§ **TASK DETAILS**
Set down, word for word, the stretch of the passage on Lisbon's All-Saints Hospital from "In 1492, after" through "the old Hospital.".

In 1492, after obtaining papal approval, King John II ordered the building of one of the most important civil and charitative infrastructures in old Lisbon, the Hospital Real de Todos-os-Santos. The Hospital was finished in 1504, during the reign of King Manuel I. The construction of the Hospital was part of a Royal campaign to centralise the health assistance of the most important cities of the Kingdom into general hospitals. Large hospitals were also founded in Coimbra (1508), Évora (1515) and Braga (1520).

==Location and architecture==
The main façade of All-Saints Hospital occupied the whole eastern side of Rossio Square. Today's Praça da Figueira (Fig Tree Square) is located over of the area occupied by the old Hospital.

Old descriptions and excavations indicate that the building had a ground floor and two upper stories and was organised into several square-shaped wings with central courtyards around the Hospital Chapel. The Chapel was located in middle of the ensemble and had a massive tower in the eastern end of the nave.

The main façade of the Hospital had an arched gallery with buttresses in its ground floor. The entrance of the Chapel was located in the middle of the Hospital façade and was reached by a monumental stairway. Contemporary drawings show that the portal of the Chapel was a notable work in Manueline style, the Portuguese version of late Gothic typical of King Manuel I's time.

==Organisation==
The rules of the Hospital were granted by King Manuel I in 1504, and were based on the rules of contemporary hospitals in Florence and Siena. Initially the Hospital had three infirmaries (enfermarias) located in the upper storey, where the ill were treated. The groundfloor was occupied by the Hospital personnel (around 50 people, many of whom lived in the building). The first floor housed dependencies like the kitchen, refectory and pharmacy, as well as rooms for abandoned children (called expostos), beggars and the mentally ill.

In this hospital, there also existed the "Casa das Boubas", an isolated ward for treating patients with syphilis, which had been in operation since at least 1504. In this infirmary, there was a specific arrangement for the placement of bed linens, and the patients were treated with the utmost care. This appears to have been the first infirmary worldwide specialized in the treatment of syphilitic patients, where they received differentiated care.

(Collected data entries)
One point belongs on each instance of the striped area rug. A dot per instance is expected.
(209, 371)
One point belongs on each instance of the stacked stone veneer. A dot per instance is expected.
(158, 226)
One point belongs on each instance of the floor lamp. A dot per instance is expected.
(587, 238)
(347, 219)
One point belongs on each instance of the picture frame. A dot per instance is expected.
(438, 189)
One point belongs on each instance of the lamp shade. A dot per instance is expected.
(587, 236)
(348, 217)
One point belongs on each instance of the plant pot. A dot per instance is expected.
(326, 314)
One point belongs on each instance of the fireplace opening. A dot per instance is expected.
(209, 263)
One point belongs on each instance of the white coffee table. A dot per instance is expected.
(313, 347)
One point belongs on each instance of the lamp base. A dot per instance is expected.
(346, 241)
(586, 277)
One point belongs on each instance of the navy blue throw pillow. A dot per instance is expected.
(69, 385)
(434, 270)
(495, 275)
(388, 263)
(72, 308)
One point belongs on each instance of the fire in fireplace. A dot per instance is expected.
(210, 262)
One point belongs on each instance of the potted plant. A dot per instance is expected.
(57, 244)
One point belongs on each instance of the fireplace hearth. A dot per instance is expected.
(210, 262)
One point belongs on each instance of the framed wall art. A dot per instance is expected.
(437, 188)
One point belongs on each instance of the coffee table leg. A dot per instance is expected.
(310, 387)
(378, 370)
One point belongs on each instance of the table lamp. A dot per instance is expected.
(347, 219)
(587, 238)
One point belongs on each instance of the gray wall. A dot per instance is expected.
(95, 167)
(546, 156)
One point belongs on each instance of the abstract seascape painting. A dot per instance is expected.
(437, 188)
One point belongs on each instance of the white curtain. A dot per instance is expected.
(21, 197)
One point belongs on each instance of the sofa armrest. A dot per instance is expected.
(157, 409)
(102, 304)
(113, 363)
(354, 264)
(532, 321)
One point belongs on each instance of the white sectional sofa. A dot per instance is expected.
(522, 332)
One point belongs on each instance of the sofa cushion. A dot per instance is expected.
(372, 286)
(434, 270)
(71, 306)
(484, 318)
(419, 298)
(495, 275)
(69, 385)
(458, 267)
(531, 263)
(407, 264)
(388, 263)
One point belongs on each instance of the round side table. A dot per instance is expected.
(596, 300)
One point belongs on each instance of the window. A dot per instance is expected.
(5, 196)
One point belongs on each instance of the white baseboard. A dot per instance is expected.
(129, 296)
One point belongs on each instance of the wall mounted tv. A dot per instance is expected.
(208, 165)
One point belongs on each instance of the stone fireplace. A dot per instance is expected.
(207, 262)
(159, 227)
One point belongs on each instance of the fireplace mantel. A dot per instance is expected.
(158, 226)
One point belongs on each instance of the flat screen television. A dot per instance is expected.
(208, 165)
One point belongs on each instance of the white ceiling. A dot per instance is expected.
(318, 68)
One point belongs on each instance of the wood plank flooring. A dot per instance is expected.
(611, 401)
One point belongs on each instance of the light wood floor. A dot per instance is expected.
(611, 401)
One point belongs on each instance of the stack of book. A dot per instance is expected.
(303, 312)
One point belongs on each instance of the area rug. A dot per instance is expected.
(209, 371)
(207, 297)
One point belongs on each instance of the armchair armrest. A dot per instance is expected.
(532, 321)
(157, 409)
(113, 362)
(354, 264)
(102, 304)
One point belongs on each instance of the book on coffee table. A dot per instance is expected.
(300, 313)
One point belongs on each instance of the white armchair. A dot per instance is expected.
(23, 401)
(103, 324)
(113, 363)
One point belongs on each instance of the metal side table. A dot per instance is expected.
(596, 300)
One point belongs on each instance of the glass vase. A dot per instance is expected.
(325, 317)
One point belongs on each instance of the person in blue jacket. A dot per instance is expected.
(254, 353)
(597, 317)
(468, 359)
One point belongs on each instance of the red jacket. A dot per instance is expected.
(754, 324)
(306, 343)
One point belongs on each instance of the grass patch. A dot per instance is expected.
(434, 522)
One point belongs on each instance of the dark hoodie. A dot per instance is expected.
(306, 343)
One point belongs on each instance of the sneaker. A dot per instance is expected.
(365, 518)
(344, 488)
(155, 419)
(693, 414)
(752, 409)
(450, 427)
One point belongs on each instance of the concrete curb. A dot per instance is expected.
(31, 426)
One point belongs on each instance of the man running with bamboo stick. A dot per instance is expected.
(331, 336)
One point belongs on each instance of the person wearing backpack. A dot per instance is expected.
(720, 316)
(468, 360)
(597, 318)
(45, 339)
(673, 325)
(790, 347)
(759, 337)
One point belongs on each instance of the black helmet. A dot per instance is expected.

§ **RESPONSE TO THE TASK**
In 1492, after obtaining papal approval, King John II ordered the building of one of the most important civil and charitative infrastructures in old Lisbon, the Hospital Real de Todos-os-Santos. The Hospital was finished in 1504, during the reign of King Manuel I. The construction of the Hospital was part of a Royal campaign to centralise the health assistance of the most important cities of the Kingdom into general hospitals. Large hospitals were also founded in Coimbra (1508), Évora (1515) and Braga (1520).

==Location and architecture==
The main façade of All-Saints Hospital occupied the whole eastern side of Rossio Square. Today's Praça da Figueira (Fig Tree Square) is located over of the area occupied by the old Hospital.